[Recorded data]
>>>
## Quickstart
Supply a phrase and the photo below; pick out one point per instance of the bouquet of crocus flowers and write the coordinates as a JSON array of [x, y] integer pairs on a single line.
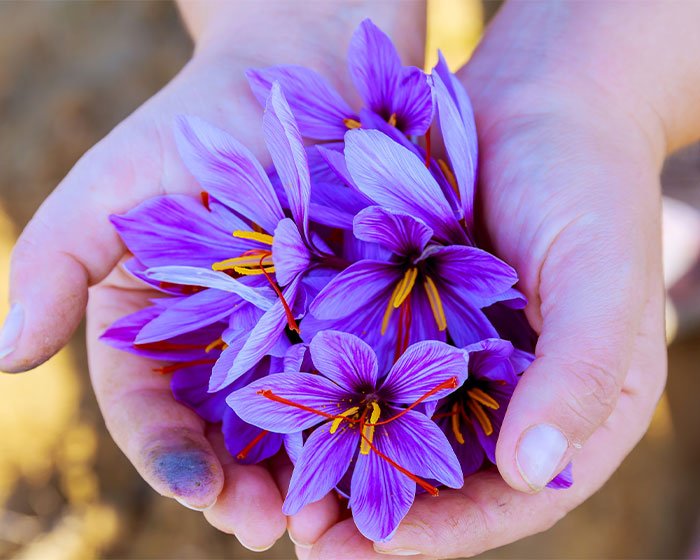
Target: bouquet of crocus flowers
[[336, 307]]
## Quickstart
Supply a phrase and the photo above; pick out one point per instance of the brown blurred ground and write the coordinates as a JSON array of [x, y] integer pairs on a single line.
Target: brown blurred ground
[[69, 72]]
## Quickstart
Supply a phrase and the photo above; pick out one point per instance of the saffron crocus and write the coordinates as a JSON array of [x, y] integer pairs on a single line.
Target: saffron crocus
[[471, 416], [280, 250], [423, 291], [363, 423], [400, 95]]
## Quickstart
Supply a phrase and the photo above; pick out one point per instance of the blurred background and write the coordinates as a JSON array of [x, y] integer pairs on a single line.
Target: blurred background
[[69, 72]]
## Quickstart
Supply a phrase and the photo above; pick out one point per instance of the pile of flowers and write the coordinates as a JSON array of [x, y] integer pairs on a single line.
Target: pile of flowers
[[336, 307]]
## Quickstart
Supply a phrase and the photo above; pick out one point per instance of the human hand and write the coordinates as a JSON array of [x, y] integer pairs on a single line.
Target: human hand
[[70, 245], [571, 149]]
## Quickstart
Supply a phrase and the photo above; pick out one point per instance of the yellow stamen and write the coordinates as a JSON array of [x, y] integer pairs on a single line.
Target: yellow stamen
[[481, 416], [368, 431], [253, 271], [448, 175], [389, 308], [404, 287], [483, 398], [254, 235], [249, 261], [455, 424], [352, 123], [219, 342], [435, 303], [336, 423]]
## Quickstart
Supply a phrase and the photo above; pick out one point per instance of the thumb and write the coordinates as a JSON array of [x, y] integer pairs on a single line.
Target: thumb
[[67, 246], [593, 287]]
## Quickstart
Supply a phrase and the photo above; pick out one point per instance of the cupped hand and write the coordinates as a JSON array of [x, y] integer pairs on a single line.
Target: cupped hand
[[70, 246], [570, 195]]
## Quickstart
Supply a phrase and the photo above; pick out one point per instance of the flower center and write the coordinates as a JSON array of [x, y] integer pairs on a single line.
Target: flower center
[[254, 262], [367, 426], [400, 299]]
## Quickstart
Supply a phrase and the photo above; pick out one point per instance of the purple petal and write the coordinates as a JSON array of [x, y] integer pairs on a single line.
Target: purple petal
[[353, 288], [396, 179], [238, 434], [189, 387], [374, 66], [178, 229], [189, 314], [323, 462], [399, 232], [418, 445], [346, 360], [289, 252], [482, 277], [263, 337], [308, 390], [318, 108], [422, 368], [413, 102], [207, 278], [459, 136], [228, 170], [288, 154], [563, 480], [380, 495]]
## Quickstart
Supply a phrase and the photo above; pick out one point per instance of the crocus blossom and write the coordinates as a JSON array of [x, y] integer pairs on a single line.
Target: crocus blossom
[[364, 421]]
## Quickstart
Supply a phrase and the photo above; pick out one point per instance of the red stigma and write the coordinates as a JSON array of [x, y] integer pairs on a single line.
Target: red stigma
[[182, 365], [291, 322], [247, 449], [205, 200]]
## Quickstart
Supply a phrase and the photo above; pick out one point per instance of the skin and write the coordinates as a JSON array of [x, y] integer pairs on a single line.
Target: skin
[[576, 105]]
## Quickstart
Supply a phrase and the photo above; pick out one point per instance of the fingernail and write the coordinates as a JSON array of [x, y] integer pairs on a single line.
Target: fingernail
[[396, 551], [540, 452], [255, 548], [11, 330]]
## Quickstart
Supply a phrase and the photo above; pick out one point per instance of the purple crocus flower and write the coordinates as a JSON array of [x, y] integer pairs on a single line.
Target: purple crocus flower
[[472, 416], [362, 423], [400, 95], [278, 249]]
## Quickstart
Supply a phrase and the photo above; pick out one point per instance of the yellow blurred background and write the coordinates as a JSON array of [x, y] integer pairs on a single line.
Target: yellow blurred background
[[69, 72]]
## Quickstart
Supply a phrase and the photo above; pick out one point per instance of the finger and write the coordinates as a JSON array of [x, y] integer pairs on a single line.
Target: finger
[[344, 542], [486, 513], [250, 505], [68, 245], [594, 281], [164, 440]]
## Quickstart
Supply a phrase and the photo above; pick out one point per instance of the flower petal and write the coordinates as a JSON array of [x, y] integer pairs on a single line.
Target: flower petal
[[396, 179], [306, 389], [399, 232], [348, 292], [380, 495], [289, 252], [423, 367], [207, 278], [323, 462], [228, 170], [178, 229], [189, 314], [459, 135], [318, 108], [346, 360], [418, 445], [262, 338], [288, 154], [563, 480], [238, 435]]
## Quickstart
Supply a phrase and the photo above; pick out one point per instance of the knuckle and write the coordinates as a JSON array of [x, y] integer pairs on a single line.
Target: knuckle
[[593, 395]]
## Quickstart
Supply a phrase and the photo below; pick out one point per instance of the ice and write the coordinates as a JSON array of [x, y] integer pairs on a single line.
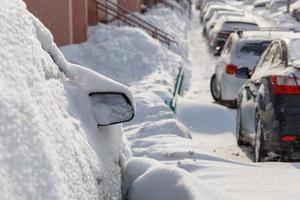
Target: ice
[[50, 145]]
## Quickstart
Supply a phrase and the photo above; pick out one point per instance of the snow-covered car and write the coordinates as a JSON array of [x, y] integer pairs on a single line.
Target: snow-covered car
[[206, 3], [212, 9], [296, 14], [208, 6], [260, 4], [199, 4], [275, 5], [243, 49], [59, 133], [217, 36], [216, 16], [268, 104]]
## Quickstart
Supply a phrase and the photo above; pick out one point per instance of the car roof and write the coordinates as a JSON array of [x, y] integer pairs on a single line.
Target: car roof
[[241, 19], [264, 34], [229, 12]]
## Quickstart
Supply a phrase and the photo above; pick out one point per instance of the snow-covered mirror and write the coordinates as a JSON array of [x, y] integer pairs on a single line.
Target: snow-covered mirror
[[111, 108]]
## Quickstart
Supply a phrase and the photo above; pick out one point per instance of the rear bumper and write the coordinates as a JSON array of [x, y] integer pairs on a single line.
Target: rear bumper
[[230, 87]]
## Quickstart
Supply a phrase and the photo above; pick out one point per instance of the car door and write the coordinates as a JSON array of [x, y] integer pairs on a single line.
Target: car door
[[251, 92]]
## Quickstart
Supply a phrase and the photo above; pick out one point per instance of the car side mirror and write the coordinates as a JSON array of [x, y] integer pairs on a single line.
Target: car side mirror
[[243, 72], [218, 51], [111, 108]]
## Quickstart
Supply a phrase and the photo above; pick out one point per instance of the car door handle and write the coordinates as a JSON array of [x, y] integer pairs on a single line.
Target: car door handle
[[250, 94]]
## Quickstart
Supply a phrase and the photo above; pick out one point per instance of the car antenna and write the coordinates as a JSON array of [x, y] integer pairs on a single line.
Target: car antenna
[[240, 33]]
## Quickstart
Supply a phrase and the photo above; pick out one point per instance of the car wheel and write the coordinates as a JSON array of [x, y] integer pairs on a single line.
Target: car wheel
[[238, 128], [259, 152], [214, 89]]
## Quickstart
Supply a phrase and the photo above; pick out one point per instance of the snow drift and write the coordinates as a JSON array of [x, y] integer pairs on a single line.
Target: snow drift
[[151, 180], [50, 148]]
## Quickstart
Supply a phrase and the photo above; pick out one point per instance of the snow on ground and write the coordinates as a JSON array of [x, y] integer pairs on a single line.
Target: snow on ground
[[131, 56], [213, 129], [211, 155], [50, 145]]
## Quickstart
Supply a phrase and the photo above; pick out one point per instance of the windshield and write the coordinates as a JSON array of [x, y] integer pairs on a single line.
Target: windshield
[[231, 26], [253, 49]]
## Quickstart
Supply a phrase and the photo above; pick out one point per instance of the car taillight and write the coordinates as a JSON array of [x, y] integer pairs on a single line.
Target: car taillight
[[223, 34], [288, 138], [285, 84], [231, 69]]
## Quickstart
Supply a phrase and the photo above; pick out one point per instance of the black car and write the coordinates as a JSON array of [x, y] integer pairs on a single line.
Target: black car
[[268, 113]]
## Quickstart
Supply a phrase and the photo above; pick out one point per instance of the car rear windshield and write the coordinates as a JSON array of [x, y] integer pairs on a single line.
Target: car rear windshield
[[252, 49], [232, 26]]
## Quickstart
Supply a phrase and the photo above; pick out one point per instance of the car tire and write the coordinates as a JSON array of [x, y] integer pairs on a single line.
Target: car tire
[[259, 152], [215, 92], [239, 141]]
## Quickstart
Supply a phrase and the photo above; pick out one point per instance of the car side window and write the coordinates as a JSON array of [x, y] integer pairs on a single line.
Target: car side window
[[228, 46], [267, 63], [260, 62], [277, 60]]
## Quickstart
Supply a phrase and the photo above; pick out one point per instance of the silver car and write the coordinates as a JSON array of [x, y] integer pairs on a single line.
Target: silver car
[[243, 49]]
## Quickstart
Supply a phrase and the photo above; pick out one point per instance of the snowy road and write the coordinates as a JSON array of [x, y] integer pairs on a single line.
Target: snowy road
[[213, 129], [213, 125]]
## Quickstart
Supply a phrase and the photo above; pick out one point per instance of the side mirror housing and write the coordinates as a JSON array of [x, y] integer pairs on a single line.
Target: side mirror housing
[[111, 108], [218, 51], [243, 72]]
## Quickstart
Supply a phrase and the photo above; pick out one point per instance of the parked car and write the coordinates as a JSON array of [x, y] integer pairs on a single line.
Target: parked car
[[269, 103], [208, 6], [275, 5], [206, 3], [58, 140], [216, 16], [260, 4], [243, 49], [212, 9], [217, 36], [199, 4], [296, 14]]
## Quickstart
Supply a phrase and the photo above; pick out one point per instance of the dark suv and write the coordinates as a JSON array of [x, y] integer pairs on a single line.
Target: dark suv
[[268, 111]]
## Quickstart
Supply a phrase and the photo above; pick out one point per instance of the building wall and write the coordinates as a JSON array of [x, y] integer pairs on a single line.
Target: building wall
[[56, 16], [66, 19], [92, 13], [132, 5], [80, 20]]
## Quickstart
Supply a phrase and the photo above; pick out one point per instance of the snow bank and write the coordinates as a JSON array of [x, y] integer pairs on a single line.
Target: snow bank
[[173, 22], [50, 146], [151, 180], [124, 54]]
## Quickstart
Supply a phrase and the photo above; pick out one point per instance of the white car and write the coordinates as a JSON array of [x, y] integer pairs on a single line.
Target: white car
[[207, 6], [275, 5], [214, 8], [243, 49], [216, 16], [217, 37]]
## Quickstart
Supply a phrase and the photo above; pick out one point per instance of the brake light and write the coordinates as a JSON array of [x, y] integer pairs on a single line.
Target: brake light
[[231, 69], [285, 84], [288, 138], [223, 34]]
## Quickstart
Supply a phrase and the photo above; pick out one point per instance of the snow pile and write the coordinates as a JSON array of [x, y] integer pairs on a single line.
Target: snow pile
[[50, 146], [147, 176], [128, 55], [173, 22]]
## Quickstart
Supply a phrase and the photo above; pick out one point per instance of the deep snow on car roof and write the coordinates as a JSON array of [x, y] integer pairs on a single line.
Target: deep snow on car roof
<<<
→ Exercise details
Exactly and only the lines from the line containing "the snow bank" through the final line of the records above must be returned.

→ Answer to this exercise
Supply a phrase and the photo above; pick out one point per instance of the snow bank and write the coordinates as a JSON array of [x, y] integer pairs on a single line.
Target: snow bank
[[173, 22], [50, 146], [151, 180], [124, 54]]
## Quickstart
Supply a phrase and the photo above; pick out one point per instance of the white car and write the coordinates as a JSON array of [x, y] integer pairs on a single line.
Target: white car
[[207, 6], [275, 5], [214, 8], [243, 49], [216, 16], [217, 37]]
## Quickstart
Supply a phrase and the photo above; pick out one point per instance of the brake light and write the coordinates as a JSON array of [x, y] integer pairs on a single line.
Target: brake light
[[231, 69], [285, 84], [288, 138], [223, 34]]
## Quickstart
Supply a phrase and the photo above; pick out one point per instance of the snow pile and write the coordinates as a JSON array of [x, y] integer pairs on a single line.
Target: snow pile
[[50, 146], [147, 176], [128, 55], [173, 22]]
## Quickstart
Supply a phrase and the photo above; pick out one point per instance of the deep snow on car roof and write the coordinates as a JSON array of [x, y] integer pairs on a single line.
Target: deep snow on car roof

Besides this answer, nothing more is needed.